── Entries provided

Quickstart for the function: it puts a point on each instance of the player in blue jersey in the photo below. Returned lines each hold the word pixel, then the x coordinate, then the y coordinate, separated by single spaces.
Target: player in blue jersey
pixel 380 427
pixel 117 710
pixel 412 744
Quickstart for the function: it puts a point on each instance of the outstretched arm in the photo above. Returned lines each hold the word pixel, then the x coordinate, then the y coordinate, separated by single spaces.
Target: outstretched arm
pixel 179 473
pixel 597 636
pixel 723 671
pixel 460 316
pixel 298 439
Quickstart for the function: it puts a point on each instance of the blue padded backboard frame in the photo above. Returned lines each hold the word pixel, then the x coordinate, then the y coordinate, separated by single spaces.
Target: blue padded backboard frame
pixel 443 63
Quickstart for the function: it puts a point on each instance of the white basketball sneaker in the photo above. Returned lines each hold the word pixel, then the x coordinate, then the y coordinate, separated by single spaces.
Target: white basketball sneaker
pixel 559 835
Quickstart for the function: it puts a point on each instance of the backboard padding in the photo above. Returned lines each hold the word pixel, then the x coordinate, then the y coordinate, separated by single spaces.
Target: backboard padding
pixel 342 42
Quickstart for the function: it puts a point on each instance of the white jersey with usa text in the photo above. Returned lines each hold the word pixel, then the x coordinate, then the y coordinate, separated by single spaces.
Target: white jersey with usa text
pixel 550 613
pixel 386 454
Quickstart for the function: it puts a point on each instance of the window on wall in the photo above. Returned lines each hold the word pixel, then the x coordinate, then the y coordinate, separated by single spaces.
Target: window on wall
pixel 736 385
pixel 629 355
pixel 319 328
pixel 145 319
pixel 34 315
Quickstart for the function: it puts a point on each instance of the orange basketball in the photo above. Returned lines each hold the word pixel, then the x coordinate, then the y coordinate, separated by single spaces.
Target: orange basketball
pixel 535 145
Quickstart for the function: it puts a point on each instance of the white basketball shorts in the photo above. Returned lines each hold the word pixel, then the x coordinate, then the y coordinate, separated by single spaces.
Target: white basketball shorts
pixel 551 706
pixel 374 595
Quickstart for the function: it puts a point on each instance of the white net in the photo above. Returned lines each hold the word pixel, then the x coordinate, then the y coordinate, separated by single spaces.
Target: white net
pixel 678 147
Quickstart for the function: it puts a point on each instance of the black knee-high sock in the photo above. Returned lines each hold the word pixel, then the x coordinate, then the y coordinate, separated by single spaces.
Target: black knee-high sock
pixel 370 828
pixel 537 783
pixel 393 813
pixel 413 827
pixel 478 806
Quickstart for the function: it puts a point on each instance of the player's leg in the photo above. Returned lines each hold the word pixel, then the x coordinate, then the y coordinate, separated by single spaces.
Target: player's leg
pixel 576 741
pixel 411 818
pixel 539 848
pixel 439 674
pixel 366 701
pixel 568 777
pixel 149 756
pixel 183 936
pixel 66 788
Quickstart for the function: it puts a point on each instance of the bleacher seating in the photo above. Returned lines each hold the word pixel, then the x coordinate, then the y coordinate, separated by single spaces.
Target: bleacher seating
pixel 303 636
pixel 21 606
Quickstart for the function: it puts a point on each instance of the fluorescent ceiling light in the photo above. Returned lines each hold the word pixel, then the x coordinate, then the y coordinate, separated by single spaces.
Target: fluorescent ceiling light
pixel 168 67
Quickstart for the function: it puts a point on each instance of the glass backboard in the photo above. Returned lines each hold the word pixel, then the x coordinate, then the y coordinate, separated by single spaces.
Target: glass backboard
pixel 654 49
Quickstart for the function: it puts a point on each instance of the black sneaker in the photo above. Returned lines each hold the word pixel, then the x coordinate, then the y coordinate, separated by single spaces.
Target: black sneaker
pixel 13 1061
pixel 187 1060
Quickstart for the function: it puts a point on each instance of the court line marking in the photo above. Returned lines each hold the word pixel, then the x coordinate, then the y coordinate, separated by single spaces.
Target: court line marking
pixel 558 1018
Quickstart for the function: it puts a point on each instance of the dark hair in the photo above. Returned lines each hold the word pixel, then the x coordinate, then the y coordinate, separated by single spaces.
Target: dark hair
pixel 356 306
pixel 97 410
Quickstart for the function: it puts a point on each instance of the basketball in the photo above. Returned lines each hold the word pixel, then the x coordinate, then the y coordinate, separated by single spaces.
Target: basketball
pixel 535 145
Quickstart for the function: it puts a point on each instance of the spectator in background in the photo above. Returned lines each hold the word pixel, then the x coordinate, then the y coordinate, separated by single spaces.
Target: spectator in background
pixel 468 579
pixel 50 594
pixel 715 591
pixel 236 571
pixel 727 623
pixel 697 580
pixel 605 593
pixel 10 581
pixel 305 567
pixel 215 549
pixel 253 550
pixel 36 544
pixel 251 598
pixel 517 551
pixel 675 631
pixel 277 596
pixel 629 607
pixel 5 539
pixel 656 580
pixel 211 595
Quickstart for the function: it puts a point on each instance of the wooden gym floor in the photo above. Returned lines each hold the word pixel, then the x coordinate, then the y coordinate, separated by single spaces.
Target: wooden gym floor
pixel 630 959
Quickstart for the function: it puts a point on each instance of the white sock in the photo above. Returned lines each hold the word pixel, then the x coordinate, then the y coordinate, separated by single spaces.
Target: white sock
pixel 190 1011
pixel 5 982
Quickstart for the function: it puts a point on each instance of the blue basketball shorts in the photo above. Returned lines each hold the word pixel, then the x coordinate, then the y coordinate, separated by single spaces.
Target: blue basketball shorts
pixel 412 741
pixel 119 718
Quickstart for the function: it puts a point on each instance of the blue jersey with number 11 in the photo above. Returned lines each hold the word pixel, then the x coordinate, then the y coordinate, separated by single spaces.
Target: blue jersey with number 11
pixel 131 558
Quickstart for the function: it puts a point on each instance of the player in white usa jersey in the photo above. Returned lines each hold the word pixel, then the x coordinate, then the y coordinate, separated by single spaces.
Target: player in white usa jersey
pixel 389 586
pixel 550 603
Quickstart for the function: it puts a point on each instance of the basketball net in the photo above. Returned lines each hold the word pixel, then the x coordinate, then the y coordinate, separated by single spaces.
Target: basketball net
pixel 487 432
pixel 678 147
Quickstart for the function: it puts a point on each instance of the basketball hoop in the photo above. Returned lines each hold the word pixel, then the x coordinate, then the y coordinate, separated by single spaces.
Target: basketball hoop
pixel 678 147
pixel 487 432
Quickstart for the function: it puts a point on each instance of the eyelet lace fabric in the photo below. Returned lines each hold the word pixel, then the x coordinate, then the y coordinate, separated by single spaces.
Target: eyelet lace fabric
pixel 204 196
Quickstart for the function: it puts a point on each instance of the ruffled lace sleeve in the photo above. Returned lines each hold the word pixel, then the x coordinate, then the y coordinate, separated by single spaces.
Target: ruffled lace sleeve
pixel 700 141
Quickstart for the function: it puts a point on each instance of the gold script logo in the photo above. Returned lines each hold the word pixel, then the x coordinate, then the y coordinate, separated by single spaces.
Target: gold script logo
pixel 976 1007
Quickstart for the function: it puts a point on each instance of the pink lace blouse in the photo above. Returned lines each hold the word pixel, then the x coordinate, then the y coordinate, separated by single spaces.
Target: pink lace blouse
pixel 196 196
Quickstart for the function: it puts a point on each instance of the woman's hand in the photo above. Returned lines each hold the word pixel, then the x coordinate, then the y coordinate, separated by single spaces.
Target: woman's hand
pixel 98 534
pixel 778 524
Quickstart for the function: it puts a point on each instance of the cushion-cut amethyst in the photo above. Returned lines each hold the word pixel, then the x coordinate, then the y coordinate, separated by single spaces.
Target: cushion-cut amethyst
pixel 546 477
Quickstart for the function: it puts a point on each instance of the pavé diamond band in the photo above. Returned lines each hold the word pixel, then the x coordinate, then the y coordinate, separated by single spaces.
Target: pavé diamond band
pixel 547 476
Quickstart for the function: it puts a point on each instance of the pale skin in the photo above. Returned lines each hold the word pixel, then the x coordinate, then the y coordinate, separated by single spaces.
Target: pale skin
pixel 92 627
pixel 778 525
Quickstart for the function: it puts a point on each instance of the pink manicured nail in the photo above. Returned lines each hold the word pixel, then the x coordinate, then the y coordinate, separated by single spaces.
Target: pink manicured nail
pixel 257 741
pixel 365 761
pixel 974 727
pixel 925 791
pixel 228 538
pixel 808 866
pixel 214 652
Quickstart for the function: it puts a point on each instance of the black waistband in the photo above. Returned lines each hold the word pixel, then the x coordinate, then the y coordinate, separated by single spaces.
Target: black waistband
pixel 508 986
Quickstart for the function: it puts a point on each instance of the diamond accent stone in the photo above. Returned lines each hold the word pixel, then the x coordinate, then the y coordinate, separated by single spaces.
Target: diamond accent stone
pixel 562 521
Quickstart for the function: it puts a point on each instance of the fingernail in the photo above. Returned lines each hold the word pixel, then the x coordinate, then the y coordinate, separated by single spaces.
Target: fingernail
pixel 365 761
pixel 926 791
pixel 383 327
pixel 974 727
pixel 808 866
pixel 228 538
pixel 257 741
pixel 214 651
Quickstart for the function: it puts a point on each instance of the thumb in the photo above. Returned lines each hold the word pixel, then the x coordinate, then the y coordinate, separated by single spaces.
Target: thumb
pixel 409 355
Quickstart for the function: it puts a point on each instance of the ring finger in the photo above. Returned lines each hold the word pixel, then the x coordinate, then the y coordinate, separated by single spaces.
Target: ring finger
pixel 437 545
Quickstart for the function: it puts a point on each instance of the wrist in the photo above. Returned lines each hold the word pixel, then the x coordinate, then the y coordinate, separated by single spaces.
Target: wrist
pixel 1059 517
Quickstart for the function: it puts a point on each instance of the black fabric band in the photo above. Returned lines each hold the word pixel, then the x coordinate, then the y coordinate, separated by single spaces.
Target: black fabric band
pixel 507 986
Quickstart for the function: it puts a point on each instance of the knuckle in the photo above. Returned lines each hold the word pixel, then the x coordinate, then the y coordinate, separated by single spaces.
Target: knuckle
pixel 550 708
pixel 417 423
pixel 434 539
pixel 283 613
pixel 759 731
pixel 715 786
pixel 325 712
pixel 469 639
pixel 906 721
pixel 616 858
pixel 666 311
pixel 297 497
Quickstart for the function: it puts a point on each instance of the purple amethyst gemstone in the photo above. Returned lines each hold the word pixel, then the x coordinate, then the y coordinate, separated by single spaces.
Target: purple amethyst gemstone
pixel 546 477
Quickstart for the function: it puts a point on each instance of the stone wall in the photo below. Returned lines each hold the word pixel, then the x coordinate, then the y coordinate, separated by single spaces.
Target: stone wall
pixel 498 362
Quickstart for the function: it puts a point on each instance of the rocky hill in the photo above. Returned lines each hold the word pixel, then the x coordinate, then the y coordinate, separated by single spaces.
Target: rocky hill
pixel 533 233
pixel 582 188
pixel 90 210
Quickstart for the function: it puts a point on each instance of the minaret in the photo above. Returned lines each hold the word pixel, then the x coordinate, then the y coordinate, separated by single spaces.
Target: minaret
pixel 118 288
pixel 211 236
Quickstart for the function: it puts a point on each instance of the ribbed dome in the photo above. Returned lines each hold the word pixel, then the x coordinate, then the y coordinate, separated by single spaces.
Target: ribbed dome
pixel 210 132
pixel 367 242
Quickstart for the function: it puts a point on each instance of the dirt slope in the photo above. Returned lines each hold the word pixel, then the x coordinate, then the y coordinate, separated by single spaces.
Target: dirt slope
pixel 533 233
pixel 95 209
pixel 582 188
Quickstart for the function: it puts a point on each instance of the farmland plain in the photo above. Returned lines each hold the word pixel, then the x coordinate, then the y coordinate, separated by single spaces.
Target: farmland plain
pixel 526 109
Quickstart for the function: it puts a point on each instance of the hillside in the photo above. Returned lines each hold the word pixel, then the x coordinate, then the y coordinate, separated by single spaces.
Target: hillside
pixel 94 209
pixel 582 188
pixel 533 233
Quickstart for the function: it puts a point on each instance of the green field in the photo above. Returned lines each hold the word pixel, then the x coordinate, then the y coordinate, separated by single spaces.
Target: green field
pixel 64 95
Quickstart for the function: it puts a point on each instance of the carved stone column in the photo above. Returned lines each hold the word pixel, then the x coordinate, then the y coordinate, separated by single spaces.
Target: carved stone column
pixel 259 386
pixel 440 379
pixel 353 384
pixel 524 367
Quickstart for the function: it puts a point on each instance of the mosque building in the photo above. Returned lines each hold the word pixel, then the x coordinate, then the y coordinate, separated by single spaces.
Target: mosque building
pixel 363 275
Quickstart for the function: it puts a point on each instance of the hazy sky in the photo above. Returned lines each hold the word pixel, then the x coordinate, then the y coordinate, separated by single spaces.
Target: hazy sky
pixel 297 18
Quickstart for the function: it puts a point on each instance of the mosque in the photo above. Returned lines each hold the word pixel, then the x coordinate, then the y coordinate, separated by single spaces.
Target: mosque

────

▶ Goal of the exercise
Please repeat everything from the line containing "of the pale" down to the line containing "pixel 778 525", substituting "fair skin" for "pale skin" and leaving the rest unchanged.

▶ Task result
Quickstart for the function: it puts a point on each instance of the fair skin in the photo above. Returned lines each hold the word pixel, then the x coordinate, then the y coordinate, separated by single spaces.
Target: fair skin
pixel 92 627
pixel 778 525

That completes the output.